» DOCUMENT
========================================

C’est aux yeux de l’évangéliste que Joseph
est juste, parce qu’il refuse, d’une part, d’endosser
une paternité qui n’est point la sienne, mais que,
d’autre part, il va obéir à Dieu lui demandant
d’assumer cette paternité.
L’intervention du
messager de Dieu
Un récit
d’Annonciation doit ensuite présenter cette intervention
angélique. Ici, les choses se passent en songe. Le patriarche
Joseph était « l’homme aux songes »
(Genèse 37, 19) : la transposition s’impose à
l’évangéliste pour l’homonyme du
patriarche. En outre, d’après une légende juive,
c’est durant son sommeil que Dieu avait annoncé à
Amram la naissance d’un fils, Moïse, qui sauverait son
peuple de l’esclavage en Égypte. Il serait puéril
de vouloir faire concorder l’Annonciation à Marie en Luc
1, 26-38 et celle accordée à Joseph selon Matthieu,
sauf à faire du roman. Les récits d’Annonciation
sont des interprétations du mystère de Dieu par des
auteurs sacrés qui ont chacun leur point de vue du
mystère et mettent au défi les outils des historiens.
Le message
Puis,
comme en tout récit d’Annonciation, vient le message.
C’est une révélation pour le lecteur et une
mission pour Joseph qui se voit sollicité en tant que « fils
de David ». En donnant à l’enfant son nom,
rôle réservé au père (comparer Luc 1,
59-63), Joseph l’adoptera. Notons que, dans la société
patriarcale antique, toute filiation légale est un acte
d’adoption. C’est le père qui décide de
reconnaître si le bébé est réellement son
héritier ou si ce dernier n’est qu’un enfant « de
la maison », né de domestiques. Ainsi,
l’authentique filiation davidique de Jésus dépend
de l’obéissance de Joseph aux projets de Dieu. Mais le
nom « Jésus » dit plus que cette
filiation, puisqu’il signifie « le Seigneur sauve ».
D’autres l’ont porté avant lui, tel « Josué »
(c’est le même nom), le successeur de Moïse. Mais,
en Jésus, le nom devient réalité, « car
c’est lui qui sauvera son peuple de ses péchés ».

========================================

» EXTRAIT SOURCE
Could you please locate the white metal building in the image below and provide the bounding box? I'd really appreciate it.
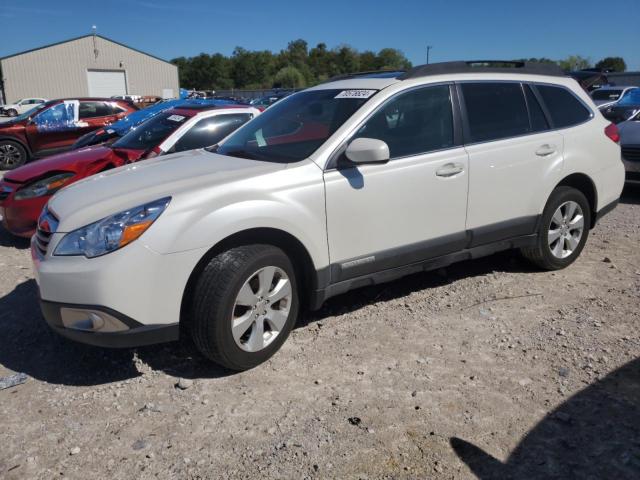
[0,34,179,103]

========================================

» EXERCICE COURT 1
Recopiez dans le document tout ce qui va de « (Genèse 37, 19) » jusqu'à « outils des historiens. ».
» EXERCICE COURT 2
Relevez toutes les références bibliques du document qui donnent un chapitre et un verset.

» RÉPONSE CORRECTE 1
(Genèse 37, 19) : la transposition s’impose à
l’évangéliste pour l’homonyme du
patriarche. En outre, d’après une légende juive,
c’est durant son sommeil que Dieu avait annoncé à
Amram la naissance d’un fils, Moïse, qui sauverait son
peuple de l’esclavage en Égypte. Il serait puéril
de vouloir faire concorder l’Annonciation à Marie en Luc
1, 26-38 et celle accordée à Joseph selon Matthieu,
sauf à faire du roman. Les récits d’Annonciation
sont des interprétations du mystère de Dieu par des
auteurs sacrés qui ont chacun leur point de vue du
mystère et mettent au défi les outils des historiens.

» RÉPONSE CORRECTE 2
Genèse 37, 19
Luc 1, 26-38
Luc 1, 59-63